*TASK ITEM*
Print all of the data exactly, with no line missing.

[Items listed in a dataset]

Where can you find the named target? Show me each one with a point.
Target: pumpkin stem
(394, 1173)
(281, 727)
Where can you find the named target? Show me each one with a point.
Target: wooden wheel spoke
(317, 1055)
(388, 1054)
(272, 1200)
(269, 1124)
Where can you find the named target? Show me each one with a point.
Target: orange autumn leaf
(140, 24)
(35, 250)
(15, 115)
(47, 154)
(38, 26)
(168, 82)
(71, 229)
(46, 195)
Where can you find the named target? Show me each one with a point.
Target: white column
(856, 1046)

*WRITTEN RESPONSE*
Where can you find the named target? Show me each one with a point.
Target: pumpkin stem
(394, 1173)
(281, 727)
Where can you find the named target? Show me each one with a point.
Target: wooden wheel spoke
(317, 1055)
(388, 1054)
(272, 1200)
(269, 1124)
Where can you find the named target? Show me each one with a point.
Target: orange autumn leaf
(140, 24)
(35, 250)
(15, 115)
(47, 154)
(38, 26)
(168, 82)
(71, 229)
(46, 195)
Where can you find the named target? Show me each one with a point.
Target: white column
(856, 1046)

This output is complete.